The real irony of this is that for most people a handgun is not the best home-defense choice. I used to do some heavy consulting on home defense, and, in 99 out of 100 cases, recommended against them.

But that has nothing to do with our constitutional right to own and bear arms.

>it was a victory for the second amendment<

I'd say, rather, that it was a victory for the Constitution.


----------



## deltadoc (Aug 15, 2004)

All I can think to say, someone greater than myself already sang them:

...Pointed threats, they bluff with scorn
Suicide remarks are torn
from the Fool's gold mouthpiece
The hollow horn plays wasted words
Proves to warn
Than he not busy being born
Is busy dying.

Temptation's page flies out the door
You follow, find yourself at war
Watch waterfalls of pity roar
You feel to moan but unlike before
You discover
That you'd just be
One more person crying.

So don't fear if you hear
A foreign sound to your ear
It's alright Ma, I'm only sighing.

As some warn victory, some downfall
Private reasons great or small
Can be seen in the eyes of those that call
To make all that should be killed to crawl
While others say don't hate nothing at all
Except hatred.

...But it's alright, Ma, it's life and life only.


dylan


----------



## tacotaco (Jun 23, 2008)

_*A well regulated Militia, being necessary to the security of a free State, the right of the people to keep and bear Arms, shall not be infringed.

*_if you notice, there is a comma after "a free State", the comma moves it onto the next point which is the right of the people to keep and bear arms.

There is no requirement for a well regulated militia to own a gun.


----------



## kyheirloomer (Feb 1, 2007)

Taco, the whole pro/con gun issue boils down to that question.

Dataset excerpts →
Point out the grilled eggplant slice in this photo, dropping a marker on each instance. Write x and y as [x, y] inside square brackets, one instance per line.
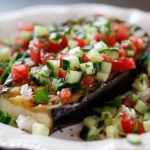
[80, 105]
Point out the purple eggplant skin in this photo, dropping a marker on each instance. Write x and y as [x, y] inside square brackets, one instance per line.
[69, 114]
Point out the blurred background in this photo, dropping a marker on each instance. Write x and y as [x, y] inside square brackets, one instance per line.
[8, 5]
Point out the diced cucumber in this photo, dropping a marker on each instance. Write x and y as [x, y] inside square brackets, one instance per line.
[102, 77]
[104, 67]
[89, 133]
[113, 52]
[112, 132]
[54, 66]
[94, 56]
[133, 97]
[90, 121]
[70, 62]
[134, 139]
[40, 129]
[57, 84]
[146, 125]
[73, 76]
[141, 107]
[72, 43]
[87, 68]
[100, 46]
[141, 83]
[147, 115]
[40, 31]
[111, 109]
[5, 53]
[76, 52]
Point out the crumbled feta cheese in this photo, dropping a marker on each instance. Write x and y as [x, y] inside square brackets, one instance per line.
[26, 90]
[25, 122]
[130, 111]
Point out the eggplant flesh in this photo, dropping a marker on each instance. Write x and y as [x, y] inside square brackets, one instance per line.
[69, 114]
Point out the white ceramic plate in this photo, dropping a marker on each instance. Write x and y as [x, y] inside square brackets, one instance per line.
[68, 139]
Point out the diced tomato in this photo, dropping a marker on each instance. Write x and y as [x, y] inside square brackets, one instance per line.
[122, 33]
[127, 124]
[23, 43]
[123, 64]
[87, 81]
[64, 42]
[100, 36]
[35, 56]
[122, 53]
[106, 58]
[85, 58]
[45, 58]
[138, 42]
[62, 73]
[56, 47]
[39, 44]
[19, 72]
[128, 102]
[111, 40]
[27, 27]
[140, 128]
[1, 71]
[81, 42]
[65, 94]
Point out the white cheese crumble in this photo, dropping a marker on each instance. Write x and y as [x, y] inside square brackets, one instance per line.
[26, 90]
[130, 111]
[25, 122]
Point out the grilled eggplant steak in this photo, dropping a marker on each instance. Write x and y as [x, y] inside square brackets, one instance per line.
[69, 69]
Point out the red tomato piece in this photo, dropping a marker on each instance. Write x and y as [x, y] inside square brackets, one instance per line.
[123, 64]
[27, 27]
[122, 53]
[106, 58]
[62, 73]
[87, 81]
[140, 128]
[35, 56]
[19, 72]
[122, 33]
[100, 36]
[81, 42]
[127, 124]
[111, 40]
[1, 71]
[65, 94]
[128, 103]
[138, 42]
[85, 58]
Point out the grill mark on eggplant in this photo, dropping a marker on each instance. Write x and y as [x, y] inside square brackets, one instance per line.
[69, 114]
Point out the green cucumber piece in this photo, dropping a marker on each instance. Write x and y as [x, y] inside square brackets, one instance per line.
[73, 76]
[76, 52]
[70, 63]
[54, 66]
[146, 125]
[87, 68]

Exercise objective → Please continue the Second Amendment forum thread above the rows, starting right after its final sentence.

The reply →
There is just enough abigbuity in there for the antis to use it as their rationale. What they claim is that 1. Gun ownership is not an absolute right because a restrictive reason is given for it, and, 2. that reason no longer prevails (see JBD's post below, for instance, where he argues that very thing), and therefore, 3. there is no need for personal gun ownership, or at least no right to it.

That, essentially, is what's behind the dissenting vote of the other three Justices. They are saying that the right of gun ownership is not absolute, because of the above reason, and that, furthermore, home defense is best left to the professionals (i.e., the police).

While I disagree with that interpretation, I have no kick with the Justices themselves. That's their sincere interpretation of the 2nd amendment. They are, in short, doing what they get paid for.

If Justice Breyer had joined the majority dissent, or if he'd offered a minority opinion based on a different interpretation, I'd have no problem with him, either.

But that's not the case. My problem is that the minority dissent is not a question of interpretation. It's a question of arrogance. He is saying, "sure, the founding fathers said XYZ. But I know better than they do. And we should do it my way instead."

Well, if Justice Breyer wants to _change _the law rather than _interpret_ it he needs to retire his robe and run for the legislature. That's where laws are made, and where the Constitution specifies it's own articles can be "touched."

One interesting aspect of all this: Even the anti-gun liberal media has focused on the majority dissent. Breyer's dissent may as well not exist, far as their concerned. Maybe it was even too much for them to stomach.


----------



## oldschool1982 (Jun 27, 2006)

KY, You have definitely made several good points. You've also made clarification in my perception reading what you just posted. I guess I was confused to what your point actually was in the topic post. Thanks for expanding things.

I had wanted to offer a perspective and one that I guess was always with-in me but didn't really surface until our move to this area last year. Unfortunately it's hard to really put it all into words without producing probably the longest post in the history of CT. 

Anyhow to summarize things I'd like to say that the people of Virginia may not have the market in history cornered but I can say they certainly are not beaten out by any other area in this country. The whole state screams of and the Ghosts of that history seem to be screaming just as loud. All anyone has to do is listen.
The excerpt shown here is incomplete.